Top of EXERCISE MATERIAL

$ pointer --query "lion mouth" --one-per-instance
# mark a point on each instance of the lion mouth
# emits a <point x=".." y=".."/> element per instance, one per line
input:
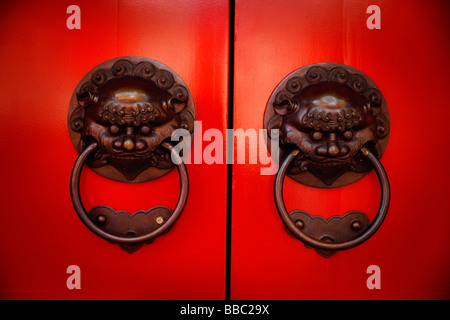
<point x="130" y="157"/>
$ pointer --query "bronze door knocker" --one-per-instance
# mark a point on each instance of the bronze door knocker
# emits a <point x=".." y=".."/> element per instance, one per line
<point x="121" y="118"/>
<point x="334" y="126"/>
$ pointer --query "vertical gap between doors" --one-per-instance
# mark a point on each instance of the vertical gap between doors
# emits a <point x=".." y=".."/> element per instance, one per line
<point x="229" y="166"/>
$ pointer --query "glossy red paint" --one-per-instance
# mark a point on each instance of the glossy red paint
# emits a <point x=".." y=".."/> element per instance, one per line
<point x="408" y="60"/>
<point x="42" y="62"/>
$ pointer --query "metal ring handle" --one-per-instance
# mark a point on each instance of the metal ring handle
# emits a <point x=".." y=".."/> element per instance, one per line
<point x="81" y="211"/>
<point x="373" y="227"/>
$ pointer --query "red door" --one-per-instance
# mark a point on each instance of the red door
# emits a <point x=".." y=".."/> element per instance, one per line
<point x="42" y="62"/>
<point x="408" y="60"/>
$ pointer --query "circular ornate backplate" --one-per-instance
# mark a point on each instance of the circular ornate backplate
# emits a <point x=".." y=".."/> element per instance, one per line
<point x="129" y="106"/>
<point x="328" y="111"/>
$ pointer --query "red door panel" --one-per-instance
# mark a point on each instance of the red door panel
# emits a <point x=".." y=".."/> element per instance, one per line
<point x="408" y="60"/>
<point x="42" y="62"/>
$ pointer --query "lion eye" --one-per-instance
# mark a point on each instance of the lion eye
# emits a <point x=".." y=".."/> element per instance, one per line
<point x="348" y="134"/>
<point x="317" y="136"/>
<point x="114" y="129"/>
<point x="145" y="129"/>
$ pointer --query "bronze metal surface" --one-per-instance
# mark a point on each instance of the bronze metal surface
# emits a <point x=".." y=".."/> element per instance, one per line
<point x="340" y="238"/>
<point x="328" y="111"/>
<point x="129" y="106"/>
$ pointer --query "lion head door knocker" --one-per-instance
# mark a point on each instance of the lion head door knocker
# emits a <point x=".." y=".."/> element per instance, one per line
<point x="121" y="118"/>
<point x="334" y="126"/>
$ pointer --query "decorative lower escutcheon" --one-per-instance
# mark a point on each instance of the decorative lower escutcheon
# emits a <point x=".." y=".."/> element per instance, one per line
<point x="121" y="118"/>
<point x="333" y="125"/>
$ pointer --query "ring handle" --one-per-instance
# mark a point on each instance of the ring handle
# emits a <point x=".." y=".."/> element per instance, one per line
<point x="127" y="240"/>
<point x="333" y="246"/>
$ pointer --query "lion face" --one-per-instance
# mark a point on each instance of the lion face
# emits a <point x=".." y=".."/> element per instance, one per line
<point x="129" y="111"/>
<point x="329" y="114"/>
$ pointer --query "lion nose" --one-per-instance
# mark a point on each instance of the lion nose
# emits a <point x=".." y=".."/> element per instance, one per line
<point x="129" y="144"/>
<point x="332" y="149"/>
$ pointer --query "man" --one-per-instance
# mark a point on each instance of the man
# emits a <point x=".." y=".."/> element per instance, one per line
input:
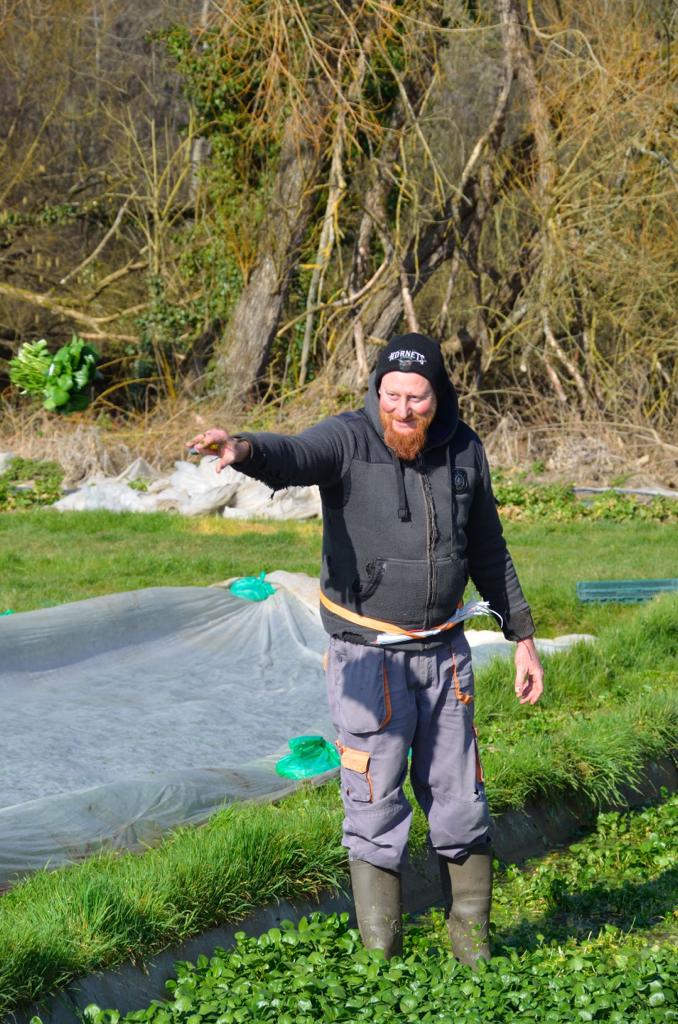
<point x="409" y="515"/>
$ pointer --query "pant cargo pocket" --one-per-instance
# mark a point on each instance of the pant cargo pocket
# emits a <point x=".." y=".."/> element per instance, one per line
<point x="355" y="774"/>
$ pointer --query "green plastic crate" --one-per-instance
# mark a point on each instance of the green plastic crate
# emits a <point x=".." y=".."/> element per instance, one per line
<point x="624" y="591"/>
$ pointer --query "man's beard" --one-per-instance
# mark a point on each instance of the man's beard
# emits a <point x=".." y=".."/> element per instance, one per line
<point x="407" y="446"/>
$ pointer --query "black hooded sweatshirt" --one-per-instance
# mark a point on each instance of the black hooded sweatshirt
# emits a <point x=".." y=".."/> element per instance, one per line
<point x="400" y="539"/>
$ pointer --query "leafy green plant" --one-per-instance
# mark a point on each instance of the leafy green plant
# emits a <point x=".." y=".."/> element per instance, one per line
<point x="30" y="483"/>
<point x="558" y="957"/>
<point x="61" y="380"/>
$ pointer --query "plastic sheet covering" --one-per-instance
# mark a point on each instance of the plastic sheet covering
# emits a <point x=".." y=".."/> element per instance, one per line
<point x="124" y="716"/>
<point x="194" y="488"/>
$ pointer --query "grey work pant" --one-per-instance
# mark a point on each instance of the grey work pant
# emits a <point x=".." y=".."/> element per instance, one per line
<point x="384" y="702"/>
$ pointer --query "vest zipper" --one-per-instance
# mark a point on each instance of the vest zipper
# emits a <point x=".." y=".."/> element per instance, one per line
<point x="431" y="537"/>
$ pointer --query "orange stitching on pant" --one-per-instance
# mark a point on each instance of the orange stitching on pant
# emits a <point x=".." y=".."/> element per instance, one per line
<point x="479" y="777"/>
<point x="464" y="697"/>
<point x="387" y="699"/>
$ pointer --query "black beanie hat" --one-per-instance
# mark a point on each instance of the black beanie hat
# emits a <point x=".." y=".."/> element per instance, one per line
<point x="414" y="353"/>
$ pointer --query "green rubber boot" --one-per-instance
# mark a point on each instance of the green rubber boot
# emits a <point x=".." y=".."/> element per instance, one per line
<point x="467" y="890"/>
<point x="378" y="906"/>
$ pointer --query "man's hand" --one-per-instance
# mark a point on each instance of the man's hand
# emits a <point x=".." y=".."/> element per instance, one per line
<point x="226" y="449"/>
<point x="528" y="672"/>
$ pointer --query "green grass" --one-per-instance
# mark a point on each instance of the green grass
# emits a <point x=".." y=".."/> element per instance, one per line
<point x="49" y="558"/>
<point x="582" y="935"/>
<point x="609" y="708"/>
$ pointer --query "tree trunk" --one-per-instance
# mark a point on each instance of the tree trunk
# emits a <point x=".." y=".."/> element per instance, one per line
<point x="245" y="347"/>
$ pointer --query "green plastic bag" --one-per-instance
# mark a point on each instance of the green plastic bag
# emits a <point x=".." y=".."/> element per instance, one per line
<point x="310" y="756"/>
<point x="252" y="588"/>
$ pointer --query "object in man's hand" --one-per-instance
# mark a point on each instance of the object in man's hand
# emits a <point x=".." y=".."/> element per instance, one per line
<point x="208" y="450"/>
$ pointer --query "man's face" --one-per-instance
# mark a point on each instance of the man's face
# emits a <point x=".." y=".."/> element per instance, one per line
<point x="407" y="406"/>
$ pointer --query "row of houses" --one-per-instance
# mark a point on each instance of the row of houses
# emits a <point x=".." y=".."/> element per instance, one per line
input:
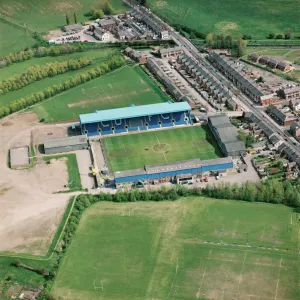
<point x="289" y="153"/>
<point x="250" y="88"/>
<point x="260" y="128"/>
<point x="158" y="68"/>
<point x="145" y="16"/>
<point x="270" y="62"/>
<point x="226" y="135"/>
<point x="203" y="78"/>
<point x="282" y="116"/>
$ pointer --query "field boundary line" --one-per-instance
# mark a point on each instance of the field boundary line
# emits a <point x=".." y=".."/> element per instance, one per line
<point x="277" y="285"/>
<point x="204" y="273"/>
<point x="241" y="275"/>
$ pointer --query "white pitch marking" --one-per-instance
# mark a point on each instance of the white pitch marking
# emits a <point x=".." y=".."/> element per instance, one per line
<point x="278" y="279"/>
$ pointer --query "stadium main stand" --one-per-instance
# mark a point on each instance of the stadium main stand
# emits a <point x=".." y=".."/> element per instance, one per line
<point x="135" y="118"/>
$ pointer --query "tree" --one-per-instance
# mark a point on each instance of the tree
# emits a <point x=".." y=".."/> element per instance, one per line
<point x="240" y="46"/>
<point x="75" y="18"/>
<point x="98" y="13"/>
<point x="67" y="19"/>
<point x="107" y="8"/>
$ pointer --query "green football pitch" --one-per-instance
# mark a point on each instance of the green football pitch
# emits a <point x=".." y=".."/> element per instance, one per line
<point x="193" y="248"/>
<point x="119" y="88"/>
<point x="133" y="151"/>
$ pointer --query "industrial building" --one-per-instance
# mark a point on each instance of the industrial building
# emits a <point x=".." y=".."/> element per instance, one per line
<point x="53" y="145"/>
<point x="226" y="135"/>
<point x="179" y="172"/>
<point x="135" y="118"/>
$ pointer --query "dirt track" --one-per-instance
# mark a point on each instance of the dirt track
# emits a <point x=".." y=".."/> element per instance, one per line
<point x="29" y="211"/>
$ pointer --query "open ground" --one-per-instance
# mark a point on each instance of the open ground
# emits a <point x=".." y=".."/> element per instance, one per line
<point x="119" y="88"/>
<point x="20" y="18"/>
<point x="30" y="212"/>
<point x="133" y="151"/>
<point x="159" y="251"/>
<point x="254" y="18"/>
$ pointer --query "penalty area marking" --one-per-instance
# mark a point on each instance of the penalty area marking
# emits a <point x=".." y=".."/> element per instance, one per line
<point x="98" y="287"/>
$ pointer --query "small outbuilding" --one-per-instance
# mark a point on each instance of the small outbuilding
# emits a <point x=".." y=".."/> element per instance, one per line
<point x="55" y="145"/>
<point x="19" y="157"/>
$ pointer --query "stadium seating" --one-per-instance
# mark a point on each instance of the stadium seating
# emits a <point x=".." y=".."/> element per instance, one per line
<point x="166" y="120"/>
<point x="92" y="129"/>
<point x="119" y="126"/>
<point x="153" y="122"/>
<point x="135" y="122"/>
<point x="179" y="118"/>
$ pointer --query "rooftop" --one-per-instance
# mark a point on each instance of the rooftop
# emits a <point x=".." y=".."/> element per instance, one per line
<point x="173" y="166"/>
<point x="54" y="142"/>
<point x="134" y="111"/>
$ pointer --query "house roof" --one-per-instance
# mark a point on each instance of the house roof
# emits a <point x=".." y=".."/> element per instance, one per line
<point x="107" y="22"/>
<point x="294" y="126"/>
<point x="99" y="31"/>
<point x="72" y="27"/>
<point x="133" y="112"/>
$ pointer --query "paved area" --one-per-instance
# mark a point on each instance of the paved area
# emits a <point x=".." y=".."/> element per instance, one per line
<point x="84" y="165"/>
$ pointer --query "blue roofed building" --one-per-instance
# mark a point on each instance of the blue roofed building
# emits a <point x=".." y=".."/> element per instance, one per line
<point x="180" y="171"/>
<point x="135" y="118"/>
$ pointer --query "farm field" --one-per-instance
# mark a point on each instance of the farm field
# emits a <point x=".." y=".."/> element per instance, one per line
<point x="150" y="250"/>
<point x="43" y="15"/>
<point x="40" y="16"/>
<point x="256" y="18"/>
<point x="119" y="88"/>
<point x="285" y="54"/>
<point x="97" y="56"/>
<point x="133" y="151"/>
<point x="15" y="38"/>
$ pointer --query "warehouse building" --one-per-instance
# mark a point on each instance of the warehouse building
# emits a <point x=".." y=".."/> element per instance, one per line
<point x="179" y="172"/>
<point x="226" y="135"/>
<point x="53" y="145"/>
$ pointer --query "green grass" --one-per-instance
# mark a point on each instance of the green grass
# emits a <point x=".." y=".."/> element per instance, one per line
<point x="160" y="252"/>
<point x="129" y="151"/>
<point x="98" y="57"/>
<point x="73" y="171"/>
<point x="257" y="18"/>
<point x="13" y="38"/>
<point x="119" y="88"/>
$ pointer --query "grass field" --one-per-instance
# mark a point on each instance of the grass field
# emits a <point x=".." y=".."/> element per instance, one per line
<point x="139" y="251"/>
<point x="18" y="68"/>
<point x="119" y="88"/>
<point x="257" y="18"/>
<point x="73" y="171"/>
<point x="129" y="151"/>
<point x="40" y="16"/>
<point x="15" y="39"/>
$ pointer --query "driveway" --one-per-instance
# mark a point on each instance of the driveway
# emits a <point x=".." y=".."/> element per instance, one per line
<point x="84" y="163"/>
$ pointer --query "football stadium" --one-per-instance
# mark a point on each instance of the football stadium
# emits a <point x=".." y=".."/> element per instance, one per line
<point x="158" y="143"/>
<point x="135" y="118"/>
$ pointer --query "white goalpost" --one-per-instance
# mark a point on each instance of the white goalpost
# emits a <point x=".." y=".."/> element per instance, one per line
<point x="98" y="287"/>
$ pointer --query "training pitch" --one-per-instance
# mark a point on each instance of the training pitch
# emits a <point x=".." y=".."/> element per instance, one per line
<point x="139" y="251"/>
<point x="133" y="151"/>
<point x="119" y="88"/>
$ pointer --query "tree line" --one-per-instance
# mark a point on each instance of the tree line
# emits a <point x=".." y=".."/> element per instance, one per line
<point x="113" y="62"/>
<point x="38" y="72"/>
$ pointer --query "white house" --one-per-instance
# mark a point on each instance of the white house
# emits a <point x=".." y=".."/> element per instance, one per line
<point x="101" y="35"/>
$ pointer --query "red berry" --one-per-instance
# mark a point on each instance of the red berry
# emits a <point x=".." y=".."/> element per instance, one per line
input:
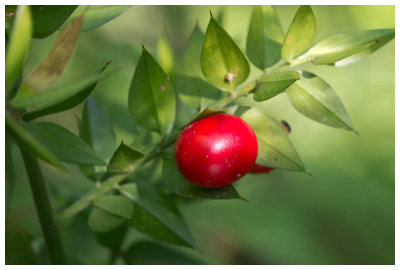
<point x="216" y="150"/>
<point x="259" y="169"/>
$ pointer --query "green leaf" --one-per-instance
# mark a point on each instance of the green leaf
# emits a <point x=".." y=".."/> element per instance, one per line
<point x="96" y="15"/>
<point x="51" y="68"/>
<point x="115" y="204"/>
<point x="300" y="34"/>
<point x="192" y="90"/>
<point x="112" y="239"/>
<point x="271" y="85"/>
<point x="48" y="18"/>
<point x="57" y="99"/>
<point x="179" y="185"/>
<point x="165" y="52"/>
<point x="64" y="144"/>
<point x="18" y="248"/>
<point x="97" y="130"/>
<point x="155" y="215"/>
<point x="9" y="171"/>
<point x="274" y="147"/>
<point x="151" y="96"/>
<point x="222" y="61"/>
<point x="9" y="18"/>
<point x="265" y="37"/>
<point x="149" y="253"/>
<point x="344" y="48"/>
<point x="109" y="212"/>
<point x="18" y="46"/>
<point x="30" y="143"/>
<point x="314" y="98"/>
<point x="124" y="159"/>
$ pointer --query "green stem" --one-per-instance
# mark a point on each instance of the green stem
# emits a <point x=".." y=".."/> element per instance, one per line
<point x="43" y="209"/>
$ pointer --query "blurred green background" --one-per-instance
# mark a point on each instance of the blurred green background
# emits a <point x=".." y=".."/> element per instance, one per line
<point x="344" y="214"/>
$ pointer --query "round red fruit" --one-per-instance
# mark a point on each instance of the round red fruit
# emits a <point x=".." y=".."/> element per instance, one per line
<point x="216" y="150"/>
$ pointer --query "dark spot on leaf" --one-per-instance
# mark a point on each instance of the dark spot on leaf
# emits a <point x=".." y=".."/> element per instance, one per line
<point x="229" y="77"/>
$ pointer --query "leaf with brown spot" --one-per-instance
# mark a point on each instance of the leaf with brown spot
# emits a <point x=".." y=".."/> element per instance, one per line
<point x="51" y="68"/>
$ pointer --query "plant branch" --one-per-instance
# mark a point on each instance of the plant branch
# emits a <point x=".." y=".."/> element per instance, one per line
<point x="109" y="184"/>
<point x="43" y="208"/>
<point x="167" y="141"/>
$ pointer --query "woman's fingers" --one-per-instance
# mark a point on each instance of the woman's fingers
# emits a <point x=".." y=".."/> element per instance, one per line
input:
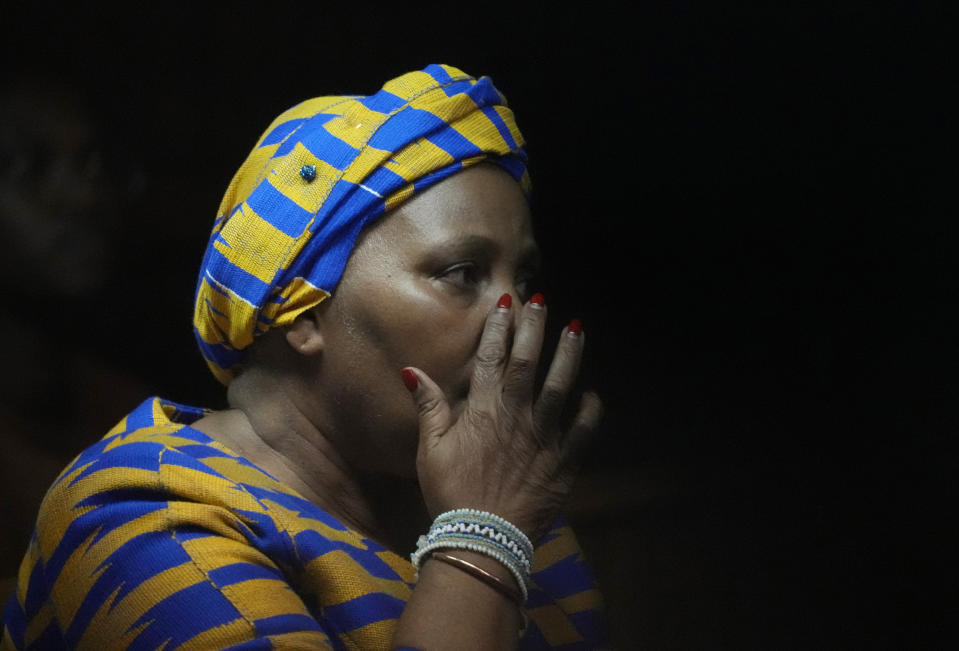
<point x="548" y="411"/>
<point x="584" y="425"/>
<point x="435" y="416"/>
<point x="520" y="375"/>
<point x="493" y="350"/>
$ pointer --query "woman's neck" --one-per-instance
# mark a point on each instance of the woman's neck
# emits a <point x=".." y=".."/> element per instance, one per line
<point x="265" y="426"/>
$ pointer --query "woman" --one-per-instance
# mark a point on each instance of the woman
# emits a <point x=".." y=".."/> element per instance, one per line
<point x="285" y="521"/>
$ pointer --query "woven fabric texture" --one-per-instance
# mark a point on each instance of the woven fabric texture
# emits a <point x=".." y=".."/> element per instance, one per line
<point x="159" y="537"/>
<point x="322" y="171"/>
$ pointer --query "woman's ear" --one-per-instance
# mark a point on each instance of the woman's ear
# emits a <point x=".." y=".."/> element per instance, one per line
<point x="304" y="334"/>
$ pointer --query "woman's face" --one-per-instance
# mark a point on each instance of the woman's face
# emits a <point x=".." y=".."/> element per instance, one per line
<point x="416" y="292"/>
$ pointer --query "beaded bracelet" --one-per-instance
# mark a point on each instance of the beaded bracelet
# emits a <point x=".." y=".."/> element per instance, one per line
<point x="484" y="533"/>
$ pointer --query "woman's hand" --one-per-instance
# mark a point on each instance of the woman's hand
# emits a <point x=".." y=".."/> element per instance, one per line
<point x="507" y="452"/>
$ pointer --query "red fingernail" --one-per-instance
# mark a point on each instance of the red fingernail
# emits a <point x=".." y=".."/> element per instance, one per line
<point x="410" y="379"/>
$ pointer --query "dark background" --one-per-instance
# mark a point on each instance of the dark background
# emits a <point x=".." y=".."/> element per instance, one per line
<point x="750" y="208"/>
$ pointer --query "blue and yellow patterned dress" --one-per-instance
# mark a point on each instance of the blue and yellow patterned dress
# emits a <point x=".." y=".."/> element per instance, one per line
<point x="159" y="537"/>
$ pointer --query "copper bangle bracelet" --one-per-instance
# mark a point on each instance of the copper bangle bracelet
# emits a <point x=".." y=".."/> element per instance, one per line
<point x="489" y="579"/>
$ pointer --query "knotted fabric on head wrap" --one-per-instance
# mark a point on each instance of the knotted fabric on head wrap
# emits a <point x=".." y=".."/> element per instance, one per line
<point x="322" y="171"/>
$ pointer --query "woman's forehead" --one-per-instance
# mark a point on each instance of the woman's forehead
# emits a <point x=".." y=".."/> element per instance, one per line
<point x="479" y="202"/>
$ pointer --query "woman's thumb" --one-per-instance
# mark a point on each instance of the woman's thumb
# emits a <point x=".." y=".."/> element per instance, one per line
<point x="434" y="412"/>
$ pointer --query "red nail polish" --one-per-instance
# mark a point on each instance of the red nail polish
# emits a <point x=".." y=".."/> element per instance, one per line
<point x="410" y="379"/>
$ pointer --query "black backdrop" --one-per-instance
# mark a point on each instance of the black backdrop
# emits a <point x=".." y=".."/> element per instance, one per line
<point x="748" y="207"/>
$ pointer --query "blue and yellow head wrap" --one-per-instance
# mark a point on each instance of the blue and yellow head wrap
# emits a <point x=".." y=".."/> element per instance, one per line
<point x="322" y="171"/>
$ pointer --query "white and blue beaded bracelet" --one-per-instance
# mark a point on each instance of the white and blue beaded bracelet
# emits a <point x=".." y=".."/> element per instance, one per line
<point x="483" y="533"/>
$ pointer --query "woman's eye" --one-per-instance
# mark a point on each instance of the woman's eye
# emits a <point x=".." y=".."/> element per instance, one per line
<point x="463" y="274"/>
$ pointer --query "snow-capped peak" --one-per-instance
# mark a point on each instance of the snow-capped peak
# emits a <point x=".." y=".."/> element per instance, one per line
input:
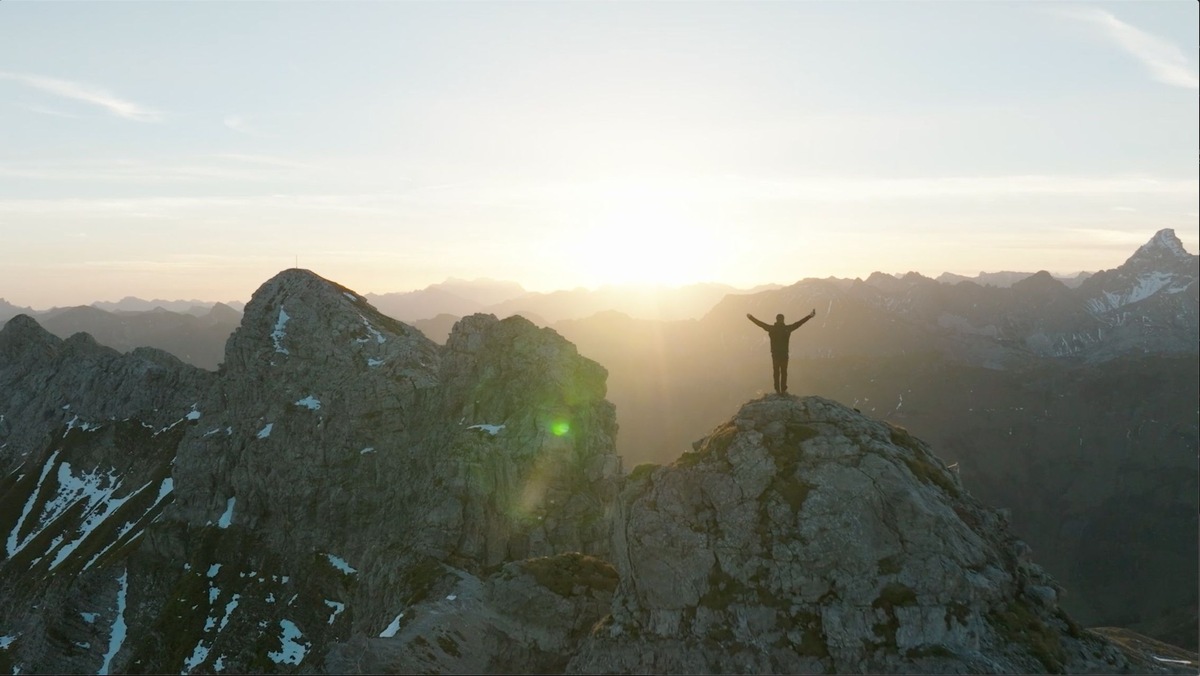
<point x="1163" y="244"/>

Bottom of EXERCISE MATERIAL

WORK TO BE COMPLETED –
Your task is to transcribe, exactly and without additions, every line from the one that contains "# mark a point on each instance of the woman's thumb" to the end of the entries above, both included. Omit all pictures.

ANSWER SECTION –
# mark a point on each instance of the woman's thumb
# emits a <point x=".." y=".."/> element per instance, one per line
<point x="434" y="412"/>
$ pointer --query "red nail polish" --one-per-instance
# mark a point on each instance of the red nail polish
# emits a <point x=".." y=".."/> element per instance, one per line
<point x="410" y="379"/>
$ pointer --query "black backdrop" --one-per-instance
# mark a point on each instance of the black backdrop
# emits a <point x=".." y=".."/> element per instance, one per line
<point x="748" y="207"/>
$ pointer --query "blue and yellow head wrap" --one-per-instance
# mark a point on each instance of the blue and yellow head wrap
# emits a <point x=".." y=".."/> element per instance, one per line
<point x="322" y="171"/>
$ pointer --query "white and blue beaded bracelet" --one-per-instance
# mark a point on each instance of the white and blue beaded bracelet
# emits a <point x=".." y=".."/> element per instance, one per line
<point x="483" y="533"/>
$ pointer --query "woman's eye" --one-per-instance
# mark a point on each instance of the woman's eye
# emits a <point x=".." y=".."/> element per instance, one per line
<point x="463" y="274"/>
$ pointer --query "snow-capped peak" --one-per-instance
# mark a point on each instance of the snow-capped peak
# emits a <point x=".." y=".."/> element per instance, one per line
input:
<point x="1163" y="244"/>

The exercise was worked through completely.